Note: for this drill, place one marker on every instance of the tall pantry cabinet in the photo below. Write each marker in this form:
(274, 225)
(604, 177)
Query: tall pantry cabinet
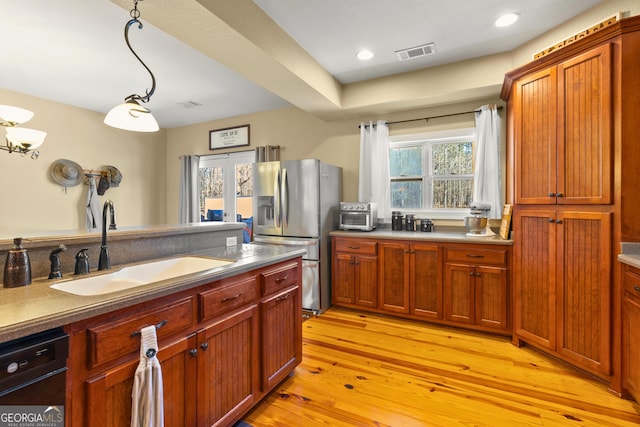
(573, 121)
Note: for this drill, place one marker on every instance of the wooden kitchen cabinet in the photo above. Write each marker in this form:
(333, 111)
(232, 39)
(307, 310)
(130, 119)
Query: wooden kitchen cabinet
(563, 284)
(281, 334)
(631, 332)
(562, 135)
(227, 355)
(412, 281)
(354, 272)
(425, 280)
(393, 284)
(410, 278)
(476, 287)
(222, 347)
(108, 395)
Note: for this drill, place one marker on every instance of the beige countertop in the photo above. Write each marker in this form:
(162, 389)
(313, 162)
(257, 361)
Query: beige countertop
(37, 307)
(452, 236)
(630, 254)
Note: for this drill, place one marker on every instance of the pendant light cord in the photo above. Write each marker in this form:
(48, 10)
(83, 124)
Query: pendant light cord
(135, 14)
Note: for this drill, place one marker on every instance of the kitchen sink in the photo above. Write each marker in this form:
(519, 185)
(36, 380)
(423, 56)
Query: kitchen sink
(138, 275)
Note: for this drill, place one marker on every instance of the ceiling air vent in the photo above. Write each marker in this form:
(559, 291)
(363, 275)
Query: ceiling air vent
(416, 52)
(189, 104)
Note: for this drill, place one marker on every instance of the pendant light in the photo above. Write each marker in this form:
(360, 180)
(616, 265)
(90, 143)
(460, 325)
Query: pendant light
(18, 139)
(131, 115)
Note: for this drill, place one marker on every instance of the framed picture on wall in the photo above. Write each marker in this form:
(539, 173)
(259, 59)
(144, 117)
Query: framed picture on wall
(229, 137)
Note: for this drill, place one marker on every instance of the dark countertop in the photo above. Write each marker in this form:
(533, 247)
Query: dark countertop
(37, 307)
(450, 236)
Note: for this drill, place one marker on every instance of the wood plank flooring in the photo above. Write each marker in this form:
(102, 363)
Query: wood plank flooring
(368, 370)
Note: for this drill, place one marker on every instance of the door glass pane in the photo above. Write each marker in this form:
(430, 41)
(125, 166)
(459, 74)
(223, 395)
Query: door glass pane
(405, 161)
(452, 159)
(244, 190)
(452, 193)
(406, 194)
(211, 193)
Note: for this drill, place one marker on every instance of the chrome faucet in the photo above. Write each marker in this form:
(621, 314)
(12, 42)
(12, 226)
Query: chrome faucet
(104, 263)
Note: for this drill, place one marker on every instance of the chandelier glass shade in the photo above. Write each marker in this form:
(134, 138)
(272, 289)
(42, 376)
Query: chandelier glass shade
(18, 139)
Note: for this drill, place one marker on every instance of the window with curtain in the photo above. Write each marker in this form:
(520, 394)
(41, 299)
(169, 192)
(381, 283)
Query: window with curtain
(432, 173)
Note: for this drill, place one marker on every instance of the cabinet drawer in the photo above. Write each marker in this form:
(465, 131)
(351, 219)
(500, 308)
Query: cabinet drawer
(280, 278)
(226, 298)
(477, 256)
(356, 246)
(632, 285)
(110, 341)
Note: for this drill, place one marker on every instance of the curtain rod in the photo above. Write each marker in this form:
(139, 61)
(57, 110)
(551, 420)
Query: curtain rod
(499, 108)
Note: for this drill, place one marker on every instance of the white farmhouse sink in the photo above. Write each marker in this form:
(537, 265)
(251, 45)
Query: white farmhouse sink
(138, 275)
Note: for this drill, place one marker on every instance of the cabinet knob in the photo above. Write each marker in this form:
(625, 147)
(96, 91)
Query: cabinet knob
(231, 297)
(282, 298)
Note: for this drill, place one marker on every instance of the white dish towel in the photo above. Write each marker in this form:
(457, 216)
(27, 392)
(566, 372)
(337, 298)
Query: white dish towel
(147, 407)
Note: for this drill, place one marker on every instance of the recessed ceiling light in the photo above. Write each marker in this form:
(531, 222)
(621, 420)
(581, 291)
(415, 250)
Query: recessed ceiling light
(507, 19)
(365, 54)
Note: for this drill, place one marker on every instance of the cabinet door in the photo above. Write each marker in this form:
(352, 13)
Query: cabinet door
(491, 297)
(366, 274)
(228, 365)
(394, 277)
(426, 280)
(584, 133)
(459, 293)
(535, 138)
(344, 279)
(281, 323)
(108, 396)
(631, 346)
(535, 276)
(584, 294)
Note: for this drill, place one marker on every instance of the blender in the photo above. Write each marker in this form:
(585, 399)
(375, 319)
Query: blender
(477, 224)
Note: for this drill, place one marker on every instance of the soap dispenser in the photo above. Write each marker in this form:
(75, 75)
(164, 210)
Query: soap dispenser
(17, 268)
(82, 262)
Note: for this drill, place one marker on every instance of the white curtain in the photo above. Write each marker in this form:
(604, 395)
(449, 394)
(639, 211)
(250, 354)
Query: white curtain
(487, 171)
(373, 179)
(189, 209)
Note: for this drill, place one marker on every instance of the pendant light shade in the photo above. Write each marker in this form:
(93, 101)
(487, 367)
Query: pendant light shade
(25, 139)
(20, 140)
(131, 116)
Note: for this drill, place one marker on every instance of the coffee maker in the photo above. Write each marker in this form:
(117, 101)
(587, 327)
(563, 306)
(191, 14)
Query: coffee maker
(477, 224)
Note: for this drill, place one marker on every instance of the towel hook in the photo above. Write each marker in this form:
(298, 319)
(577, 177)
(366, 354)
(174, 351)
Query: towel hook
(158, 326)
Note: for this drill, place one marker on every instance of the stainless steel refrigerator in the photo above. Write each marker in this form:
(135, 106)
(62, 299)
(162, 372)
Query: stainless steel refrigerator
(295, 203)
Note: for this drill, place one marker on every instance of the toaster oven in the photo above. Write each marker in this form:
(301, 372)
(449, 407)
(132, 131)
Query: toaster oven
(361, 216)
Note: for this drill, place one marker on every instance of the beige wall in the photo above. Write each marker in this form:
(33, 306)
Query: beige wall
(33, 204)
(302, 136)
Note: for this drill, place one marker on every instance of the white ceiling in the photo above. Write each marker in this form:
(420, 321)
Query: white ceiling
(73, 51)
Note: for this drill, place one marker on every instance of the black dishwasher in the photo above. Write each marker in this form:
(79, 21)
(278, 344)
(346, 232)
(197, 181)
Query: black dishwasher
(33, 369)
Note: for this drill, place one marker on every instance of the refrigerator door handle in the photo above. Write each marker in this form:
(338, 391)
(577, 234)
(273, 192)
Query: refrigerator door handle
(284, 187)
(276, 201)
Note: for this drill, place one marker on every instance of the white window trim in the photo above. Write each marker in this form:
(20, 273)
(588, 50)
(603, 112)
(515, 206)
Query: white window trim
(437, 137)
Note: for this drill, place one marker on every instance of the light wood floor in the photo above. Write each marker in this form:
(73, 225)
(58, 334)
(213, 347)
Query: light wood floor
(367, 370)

****************************************

Could you print the data exactly as it appears and keep the pictures out?

» **Answer to this exercise**
Note: for this drill, place one marker on every instance of the tall pantry cabinet in the photo below. Write each marker in this form:
(274, 225)
(604, 177)
Query: tall pantry cabinet
(573, 121)
Note: for this drill, place one marker on every instance of the wooden kitchen cabinet in the photo above. Write each marker in this form:
(333, 111)
(232, 39)
(307, 310)
(130, 119)
Query: wooden kitchen cabinet
(563, 284)
(281, 334)
(631, 332)
(562, 135)
(227, 355)
(412, 281)
(354, 272)
(425, 280)
(393, 284)
(410, 278)
(476, 287)
(222, 347)
(108, 395)
Note: for this drill, place one marker on every instance of the beige countertop in the photo above. Write each marker in this form:
(162, 389)
(313, 162)
(257, 361)
Query: beige countertop
(37, 307)
(452, 236)
(630, 254)
Note: for this drill, place one marker on every instance of the pendant light cord in the photo above. Write each marker in this form:
(48, 10)
(83, 124)
Query: pendant light cord
(135, 14)
Note: for this drill, place one marker on every instance of the kitchen sink in the photo above. Write each marker in this form:
(519, 185)
(36, 380)
(423, 56)
Query: kitchen sink
(138, 275)
Note: for this drill, place one marker on every instance of the ceiling air vent in the photo above. Write each marker in this form:
(559, 291)
(363, 275)
Query: ceiling air vent
(416, 52)
(189, 104)
Note: for this drill, place one marker on every instance of the pendant light in the photo above. Write each marker in this form:
(360, 180)
(616, 265)
(90, 143)
(460, 325)
Query: pendant light
(18, 139)
(131, 115)
Note: for this drill, place one marker on every instance of the framed picture on wall in the photo above. Write each marker in this form:
(539, 173)
(259, 59)
(144, 117)
Query: framed picture on wall
(229, 137)
Note: for this drill, place one marker on every instance of the dark countertop in the photo above. Write each marker in this form:
(533, 247)
Query: dark countertop
(37, 307)
(450, 236)
Note: for this drill, place one marker on every instance of the wood plank flooring in the photo above. Write each marker in this form:
(102, 363)
Query: wood plank flooring
(368, 370)
Note: for this drill, place one marker on every instance of the door glass pane in the photo above. Write each marker in this form:
(430, 41)
(125, 166)
(459, 74)
(223, 395)
Query: door glass pane
(405, 161)
(452, 159)
(244, 190)
(452, 193)
(406, 194)
(211, 193)
Note: for this drill, place one marker on every instance of the chrome faucet in the photo above. Write each marker in this form:
(621, 314)
(12, 42)
(12, 226)
Query: chrome faucet
(104, 263)
Note: for this drill, place one marker on every instance of the chandelier glass shade in the photo above. Write each marker in this form:
(134, 138)
(272, 289)
(42, 376)
Query: chandelier glass shade
(18, 139)
Note: for this drill, place one marker on every instance of the window with curtain in the photo above. Write each marker in this form:
(520, 394)
(41, 299)
(169, 192)
(381, 283)
Query: window with curtain
(432, 173)
Note: for this drill, place one marker on every instance of the cabinet drawer in the photo above. Write each marker in this form:
(465, 131)
(351, 219)
(500, 308)
Query: cabinet drawer
(280, 278)
(226, 298)
(477, 256)
(356, 246)
(632, 285)
(110, 341)
Note: for this drill, place one marker on every instance of the curtain rod in the photo above. Write each marker in this form:
(139, 61)
(57, 110)
(551, 420)
Query: curtain rod
(499, 108)
Note: for this drill, place one marker on every instance of the white farmhouse sink in the photo above. Write each marker in this form:
(537, 265)
(251, 45)
Query: white farmhouse sink
(138, 275)
Note: for this drill, place one marker on every instance of the cabinet knob in the photo above. Write each marker in this form:
(625, 147)
(96, 91)
Query: cabinet knob
(231, 297)
(282, 298)
Note: for this drill, place one marker on every instance of the white dish towel in the photo above. Write each marker in this form:
(457, 216)
(27, 392)
(566, 372)
(337, 298)
Query: white dish towel
(147, 407)
Note: for this drill, place one marker on every instance of the recessed ceiling light in the photo above. Write each marker in this form:
(531, 222)
(621, 420)
(581, 291)
(415, 250)
Query: recessed ceiling light
(507, 19)
(365, 54)
Note: for this drill, place one marker on every instance of the cabinet door in the photo above. Write each marker in this form:
(352, 13)
Query: cabinet door
(491, 297)
(366, 274)
(228, 365)
(394, 277)
(426, 280)
(584, 133)
(459, 293)
(535, 138)
(344, 279)
(281, 323)
(108, 396)
(631, 346)
(535, 276)
(584, 294)
Note: for this drill, place one marker on every instance of the blender in the photo above. Write each marker in this form:
(585, 399)
(375, 319)
Query: blender
(477, 224)
Note: for this drill, place one marker on every instance of the soap dispenser in the photo above. Write each marker in this form:
(75, 75)
(164, 210)
Query: soap dispenser
(17, 268)
(82, 262)
Note: for this drill, place one marker on every instance of the white curtain in the photo above. Write each marker in this form:
(604, 395)
(449, 394)
(639, 211)
(250, 354)
Query: white curtain
(487, 171)
(373, 179)
(189, 209)
Note: for this drill, place one marker on every instance of the pendant light shade in the photo above. Write each marker in this form:
(93, 101)
(487, 367)
Query: pendant light shade
(25, 139)
(20, 140)
(131, 116)
Note: for this drill, place one marker on every instance of the coffee maker in the photo above. Write each marker in this form:
(117, 101)
(587, 327)
(563, 306)
(191, 14)
Query: coffee maker
(477, 224)
Note: for this drill, place one marker on every instance of the towel hook in the photo above. Write each marker in this form:
(298, 319)
(577, 177)
(366, 354)
(174, 351)
Query: towel hook
(158, 326)
Note: for this drill, place one marker on every instance of the stainless steel refrigerator in the photo above. Write each marker in this form:
(135, 106)
(62, 299)
(162, 372)
Query: stainless steel refrigerator
(295, 203)
Note: for this drill, place one marker on every instance of the toaster oven in the photo above. Write each marker in this form:
(301, 372)
(449, 407)
(132, 131)
Query: toaster oven
(361, 216)
Note: for this drill, place one marker on every instance of the beige wall in the photo above. Write each marker in this form:
(33, 306)
Query: beige wall
(33, 204)
(302, 136)
Note: for this drill, place one marker on every instance of the white ceiling in the photo above. Write each marker in this form:
(420, 321)
Query: white ceiling
(73, 51)
Note: for this drill, place one marker on every instance of the black dishwasher in the photo above. Write each marker in this form:
(79, 21)
(278, 344)
(346, 232)
(197, 181)
Query: black dishwasher
(33, 369)
Note: for this drill, place one marker on every instance of the refrigerator door handle in the photo above. Write each marker in this form:
(338, 391)
(577, 234)
(273, 192)
Query: refrigerator door handle
(284, 187)
(276, 201)
Note: for this drill, place one marker on every instance of the white window trim in the photo above. Write each marker in this form:
(20, 273)
(588, 50)
(603, 112)
(515, 206)
Query: white window trim
(437, 137)
Note: for this drill, place one marker on every instance of the light wood floor in the photo above. Write each marker in this form:
(73, 225)
(58, 334)
(213, 347)
Query: light wood floor
(367, 370)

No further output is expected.